Layer 5 · lvol

The slow write, the fast write, and why they differ.

A clone's first write to a cluster shared with its parent snapshot is a copy-on-write: the cluster is allocated from the free pool, the user's data is written to the new cluster, and the clone's extent table is updated to point at the new cluster. From the clone's perspective, the cluster now has its own copy. From the snapshot's perspective, nothing changed. This page is the inside of that operation: the structures, the metadata writes, and the failure modes.

~15 min read2 diagramsprerequisites: 5.2 thin + snapshots · 5.1 lvstore + metadata

On this page

The CoW data structure: the extent table
What happens on first write to a shared cluster
What happens on read of an unwritten cluster
The metadata write: a small md_page
Random-write performance: why snapshots are slower
CoW and delete: refcounting clusters
Inflate, decouple, and the snapshot-merge story
Edge cases & what trips people up

The CoW data structure: the extent table

The CoW machinery is built on a single data structure: the blob's extent table. The extent table maps the lvol's logical cluster indices to physical cluster indices in the lvstore. A "0" entry in the table means "unallocated" (the cluster doesn't have a backing cluster yet). A non-zero entry means "this logical cluster is backed by physical cluster N."

- [ITEMS]:

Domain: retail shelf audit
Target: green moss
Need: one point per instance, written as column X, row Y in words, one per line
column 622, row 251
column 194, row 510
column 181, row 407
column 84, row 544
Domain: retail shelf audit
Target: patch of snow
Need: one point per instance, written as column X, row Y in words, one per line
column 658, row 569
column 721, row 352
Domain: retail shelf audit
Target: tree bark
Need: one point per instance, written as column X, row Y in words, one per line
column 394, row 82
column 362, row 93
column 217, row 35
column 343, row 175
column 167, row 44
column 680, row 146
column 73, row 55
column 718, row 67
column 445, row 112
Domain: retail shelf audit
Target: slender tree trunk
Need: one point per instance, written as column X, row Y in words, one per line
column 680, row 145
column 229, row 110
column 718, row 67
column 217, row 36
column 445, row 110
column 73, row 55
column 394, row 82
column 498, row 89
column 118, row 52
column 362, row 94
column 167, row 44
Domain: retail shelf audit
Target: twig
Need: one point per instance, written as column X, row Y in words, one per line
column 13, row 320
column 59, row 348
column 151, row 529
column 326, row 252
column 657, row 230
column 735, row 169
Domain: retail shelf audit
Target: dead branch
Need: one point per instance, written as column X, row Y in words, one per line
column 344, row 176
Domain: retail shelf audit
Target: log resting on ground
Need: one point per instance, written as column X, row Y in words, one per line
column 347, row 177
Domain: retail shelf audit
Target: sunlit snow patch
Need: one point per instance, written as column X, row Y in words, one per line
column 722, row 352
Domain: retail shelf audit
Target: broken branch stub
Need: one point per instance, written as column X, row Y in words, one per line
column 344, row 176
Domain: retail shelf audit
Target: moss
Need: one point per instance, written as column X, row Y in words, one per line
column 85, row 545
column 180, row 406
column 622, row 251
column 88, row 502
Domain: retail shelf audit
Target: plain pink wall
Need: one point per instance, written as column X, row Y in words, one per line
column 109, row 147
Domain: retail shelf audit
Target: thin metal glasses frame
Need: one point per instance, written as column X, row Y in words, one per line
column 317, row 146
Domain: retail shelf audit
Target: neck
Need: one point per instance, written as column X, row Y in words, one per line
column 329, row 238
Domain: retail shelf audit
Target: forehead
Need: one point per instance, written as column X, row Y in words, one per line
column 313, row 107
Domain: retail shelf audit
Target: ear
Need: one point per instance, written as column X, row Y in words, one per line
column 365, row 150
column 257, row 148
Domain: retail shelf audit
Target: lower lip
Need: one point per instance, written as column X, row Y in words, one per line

- [TASKS FOR THIS EXERCISE]:
**1)** Summarize the copy-on-write page in two sentences.
**2)** Based on the copy-on-write page, explain why nothing changes from the snapshot's perspective after a clone's first write to a shared cluster.
**3)** Print the stretch of the copy-on-write page from "Layer 5 · lvol" through "the failure modes.".

- [ANSWERS TO THE PROBLEMS]:
**1)** A clone's first write to a cluster it shares with its parent snapshot is a copy-on-write: a cluster is allocated from the free pool, the user's data is written to it, and the clone's extent table is updated to point at it, while the snapshot sees no change. This machinery rests on the blob's extent table, which maps the lvol's logical cluster indices to physical cluster indices in the lvstore, where 0 means unallocated and a non-zero entry N means the logical cluster is backed by physical cluster N.

**2)** The write does not go to the shared cluster. A new cluster is allocated from the free pool, the user's data is written there, and only the clone's extent table is updated to point at the new cluster, so the clone gets its own copy and the snapshot's view is untouched.

**3)**
Layer 5 · lvol

The slow write, the fast write, and why they differ.

A clone's first write to a cluster shared with its parent snapshot is a copy-on-write: the cluster is allocated from the free pool, the user's data is written to the new cluster, and the clone's extent table is updated to point at the new cluster. From the clone's perspective, the cluster now has its own copy. From the snapshot's perspective, nothing changed. This page is the inside of that operation: the structures, the metadata writes, and the failure modes.